** Source excerpt **
S.60C(3)(g) – Issues relevant to cultural and lifestyle background of the child and the parents.

  1. The father came to Australia from Europe as a child of three and he was joined by other family members in subsequent years.  He currently lives with his mother, who speaks Hungarian and very little English.  Accordingly, the child has a rich and diverse ethnic background and will clearly benefit from and indeed is entitled to an opportunity to learn about the cultural background and language of each of his parents.  Given the parties' ultimate positions in this case, I am satisfied that, whatever orders are made, there will be ample opportunity for the child to learn about his continental European background and language, as well as that of his Australian mother. 

S.60CC(3)(h) – Aboriginal or Torres Strait Islander heritage.

  1. This section is not relevant to these proceedings. 

S.60CC(3)(i) – The attitude of each parent to the responsibilities of parenthood.

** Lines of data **
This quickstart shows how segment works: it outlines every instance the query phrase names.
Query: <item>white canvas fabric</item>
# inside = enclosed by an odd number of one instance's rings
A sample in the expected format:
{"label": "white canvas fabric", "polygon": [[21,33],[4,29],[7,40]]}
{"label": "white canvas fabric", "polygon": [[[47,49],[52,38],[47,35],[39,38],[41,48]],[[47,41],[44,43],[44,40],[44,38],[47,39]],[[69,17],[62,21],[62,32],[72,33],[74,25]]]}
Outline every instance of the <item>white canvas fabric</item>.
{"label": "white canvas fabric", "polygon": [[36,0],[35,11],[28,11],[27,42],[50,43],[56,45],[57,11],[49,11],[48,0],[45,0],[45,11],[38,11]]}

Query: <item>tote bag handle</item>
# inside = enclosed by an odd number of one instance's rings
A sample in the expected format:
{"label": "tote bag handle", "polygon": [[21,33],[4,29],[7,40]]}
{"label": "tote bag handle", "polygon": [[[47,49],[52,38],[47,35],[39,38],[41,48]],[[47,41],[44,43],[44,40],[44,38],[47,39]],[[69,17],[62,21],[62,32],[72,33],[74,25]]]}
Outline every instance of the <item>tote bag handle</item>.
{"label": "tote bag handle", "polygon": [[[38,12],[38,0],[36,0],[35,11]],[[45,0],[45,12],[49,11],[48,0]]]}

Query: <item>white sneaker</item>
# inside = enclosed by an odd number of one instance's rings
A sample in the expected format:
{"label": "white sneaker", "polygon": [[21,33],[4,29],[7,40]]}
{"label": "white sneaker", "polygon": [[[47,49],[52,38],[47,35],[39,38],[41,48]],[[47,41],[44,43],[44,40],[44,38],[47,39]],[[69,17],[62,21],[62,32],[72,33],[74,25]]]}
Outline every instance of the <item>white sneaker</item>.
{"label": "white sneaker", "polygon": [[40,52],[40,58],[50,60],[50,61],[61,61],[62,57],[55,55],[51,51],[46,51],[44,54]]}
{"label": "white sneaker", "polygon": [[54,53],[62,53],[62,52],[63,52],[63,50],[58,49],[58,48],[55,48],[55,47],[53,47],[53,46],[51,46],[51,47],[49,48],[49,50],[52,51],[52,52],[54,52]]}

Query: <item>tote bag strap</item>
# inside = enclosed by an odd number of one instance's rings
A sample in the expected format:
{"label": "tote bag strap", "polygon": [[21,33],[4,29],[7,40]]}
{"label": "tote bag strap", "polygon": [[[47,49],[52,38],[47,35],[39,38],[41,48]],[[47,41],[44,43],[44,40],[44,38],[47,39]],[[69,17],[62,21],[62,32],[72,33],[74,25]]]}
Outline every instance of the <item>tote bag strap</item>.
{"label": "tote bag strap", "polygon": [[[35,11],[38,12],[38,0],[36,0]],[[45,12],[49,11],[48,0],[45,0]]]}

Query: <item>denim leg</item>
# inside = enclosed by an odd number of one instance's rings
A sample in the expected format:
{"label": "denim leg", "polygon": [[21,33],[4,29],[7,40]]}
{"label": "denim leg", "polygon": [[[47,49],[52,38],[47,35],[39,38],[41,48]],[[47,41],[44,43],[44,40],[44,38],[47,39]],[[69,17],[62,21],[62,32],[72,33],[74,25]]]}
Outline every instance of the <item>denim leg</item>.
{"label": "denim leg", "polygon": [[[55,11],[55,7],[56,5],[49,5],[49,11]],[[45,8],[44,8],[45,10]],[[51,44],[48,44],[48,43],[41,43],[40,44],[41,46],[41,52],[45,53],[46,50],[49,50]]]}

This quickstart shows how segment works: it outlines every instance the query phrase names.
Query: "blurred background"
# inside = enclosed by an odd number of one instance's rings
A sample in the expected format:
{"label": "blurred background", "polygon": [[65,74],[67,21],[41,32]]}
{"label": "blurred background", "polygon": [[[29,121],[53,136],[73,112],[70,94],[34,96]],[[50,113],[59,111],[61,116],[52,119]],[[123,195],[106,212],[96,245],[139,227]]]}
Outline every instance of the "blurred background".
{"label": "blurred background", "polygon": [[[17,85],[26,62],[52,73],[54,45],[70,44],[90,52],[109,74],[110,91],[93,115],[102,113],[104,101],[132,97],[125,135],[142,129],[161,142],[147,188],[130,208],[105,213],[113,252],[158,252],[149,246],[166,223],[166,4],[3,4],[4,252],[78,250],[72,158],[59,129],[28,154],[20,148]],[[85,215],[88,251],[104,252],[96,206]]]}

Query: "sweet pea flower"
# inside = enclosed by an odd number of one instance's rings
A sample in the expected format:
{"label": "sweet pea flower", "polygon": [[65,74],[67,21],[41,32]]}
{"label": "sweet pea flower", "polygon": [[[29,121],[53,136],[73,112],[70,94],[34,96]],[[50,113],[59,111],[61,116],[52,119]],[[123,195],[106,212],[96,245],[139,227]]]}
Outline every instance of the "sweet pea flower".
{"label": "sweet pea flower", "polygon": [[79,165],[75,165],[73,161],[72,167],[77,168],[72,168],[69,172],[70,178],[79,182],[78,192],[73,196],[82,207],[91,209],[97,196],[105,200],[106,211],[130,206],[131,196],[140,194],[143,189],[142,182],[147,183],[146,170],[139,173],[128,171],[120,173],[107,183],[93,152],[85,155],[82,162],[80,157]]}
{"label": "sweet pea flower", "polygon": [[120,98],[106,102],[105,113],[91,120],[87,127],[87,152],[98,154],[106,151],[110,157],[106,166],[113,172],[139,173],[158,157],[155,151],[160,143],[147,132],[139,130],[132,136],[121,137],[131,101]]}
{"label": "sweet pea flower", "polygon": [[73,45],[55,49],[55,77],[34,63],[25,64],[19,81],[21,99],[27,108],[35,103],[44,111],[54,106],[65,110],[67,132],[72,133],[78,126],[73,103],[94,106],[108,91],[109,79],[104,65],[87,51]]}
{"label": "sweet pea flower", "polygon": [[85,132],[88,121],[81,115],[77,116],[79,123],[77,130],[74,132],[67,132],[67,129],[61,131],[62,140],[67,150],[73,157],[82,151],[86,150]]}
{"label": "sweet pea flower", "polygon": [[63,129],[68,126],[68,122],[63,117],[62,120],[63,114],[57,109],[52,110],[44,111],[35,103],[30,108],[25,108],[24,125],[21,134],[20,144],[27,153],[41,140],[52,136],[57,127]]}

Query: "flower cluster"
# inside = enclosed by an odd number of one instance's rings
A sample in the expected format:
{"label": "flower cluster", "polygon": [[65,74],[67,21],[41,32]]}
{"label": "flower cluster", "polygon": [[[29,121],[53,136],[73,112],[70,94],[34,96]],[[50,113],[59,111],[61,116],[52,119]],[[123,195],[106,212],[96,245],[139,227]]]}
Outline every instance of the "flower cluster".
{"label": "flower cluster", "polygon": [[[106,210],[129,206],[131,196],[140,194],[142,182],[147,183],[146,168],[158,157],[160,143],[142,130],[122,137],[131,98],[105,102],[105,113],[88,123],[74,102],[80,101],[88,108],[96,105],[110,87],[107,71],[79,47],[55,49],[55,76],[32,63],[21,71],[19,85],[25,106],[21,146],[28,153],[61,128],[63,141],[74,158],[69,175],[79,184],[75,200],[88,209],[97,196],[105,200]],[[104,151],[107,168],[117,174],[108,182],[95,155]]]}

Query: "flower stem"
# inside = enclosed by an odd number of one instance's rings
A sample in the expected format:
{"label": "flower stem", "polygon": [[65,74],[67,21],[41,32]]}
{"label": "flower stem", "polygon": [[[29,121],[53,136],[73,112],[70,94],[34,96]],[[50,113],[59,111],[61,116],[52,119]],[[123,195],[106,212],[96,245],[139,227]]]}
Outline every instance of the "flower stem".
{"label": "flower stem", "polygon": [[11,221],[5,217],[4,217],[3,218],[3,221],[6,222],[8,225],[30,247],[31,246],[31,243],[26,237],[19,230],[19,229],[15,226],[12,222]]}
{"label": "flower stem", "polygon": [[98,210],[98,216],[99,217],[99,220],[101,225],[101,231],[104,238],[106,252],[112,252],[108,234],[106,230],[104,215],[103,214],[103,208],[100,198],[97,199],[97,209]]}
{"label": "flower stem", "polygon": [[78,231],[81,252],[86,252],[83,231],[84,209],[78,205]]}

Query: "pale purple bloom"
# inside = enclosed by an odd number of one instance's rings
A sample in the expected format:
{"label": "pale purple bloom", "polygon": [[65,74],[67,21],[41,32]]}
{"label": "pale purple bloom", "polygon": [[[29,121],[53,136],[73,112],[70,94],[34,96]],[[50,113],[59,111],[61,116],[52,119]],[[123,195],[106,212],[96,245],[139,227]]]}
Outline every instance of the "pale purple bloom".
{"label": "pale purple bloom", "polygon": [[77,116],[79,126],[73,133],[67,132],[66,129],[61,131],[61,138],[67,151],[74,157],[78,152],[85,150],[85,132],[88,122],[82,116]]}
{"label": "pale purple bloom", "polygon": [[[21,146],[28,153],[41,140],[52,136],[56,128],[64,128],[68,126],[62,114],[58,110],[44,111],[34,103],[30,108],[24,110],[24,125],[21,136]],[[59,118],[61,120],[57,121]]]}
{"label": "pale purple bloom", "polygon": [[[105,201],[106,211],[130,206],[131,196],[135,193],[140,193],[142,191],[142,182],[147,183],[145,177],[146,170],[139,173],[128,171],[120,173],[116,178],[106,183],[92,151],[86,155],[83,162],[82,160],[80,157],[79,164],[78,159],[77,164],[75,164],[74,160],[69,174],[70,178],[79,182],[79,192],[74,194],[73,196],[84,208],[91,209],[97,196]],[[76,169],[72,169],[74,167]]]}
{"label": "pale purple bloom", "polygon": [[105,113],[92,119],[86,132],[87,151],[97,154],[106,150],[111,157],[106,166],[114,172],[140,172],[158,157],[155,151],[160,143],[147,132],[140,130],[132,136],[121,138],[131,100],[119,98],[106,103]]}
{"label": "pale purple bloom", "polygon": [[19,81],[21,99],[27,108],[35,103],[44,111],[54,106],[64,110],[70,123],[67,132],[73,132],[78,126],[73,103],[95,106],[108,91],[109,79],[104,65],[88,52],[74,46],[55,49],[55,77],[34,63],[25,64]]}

** What to work on **
a. Rewrite the paragraph of the family law excerpt that begins "The father came to Australia" as a short list that keeps its main facts.
b. Print the part of the family law excerpt from "1. The father" up to and including "his Australian mother.".
c. According to the family law excerpt, what language does the father's mother speak?

** Task-by-task answers **
a.
- The father came to Australia from Europe at age three, and other family members joined him in later years.
- He lives with his mother, who speaks Hungarian and very little English.
- The child has a rich and diverse ethnic background and is entitled to learn about the culture and language of each parent.
- Given the parties' final positions, whatever orders are made, the child will have ample opportunity to learn about his continental European background and language and about his Australian mother's background.

b.
1. The father came to Australia from Europe as a child of three and he was joined by other family members in subsequent years.  He currently lives with his mother, who speaks Hungarian and very little English.  Accordingly, the child has a rich and diverse ethnic background and will clearly benefit from and indeed is entitled to an opportunity to learn about the cultural background and language of each of his parents.  Given the parties' ultimate positions in this case, I am satisfied that, whatever orders are made, there will be ample opportunity for the child to learn about his continental European background and language, as well as that of his Australian mother.

c. Hungarian.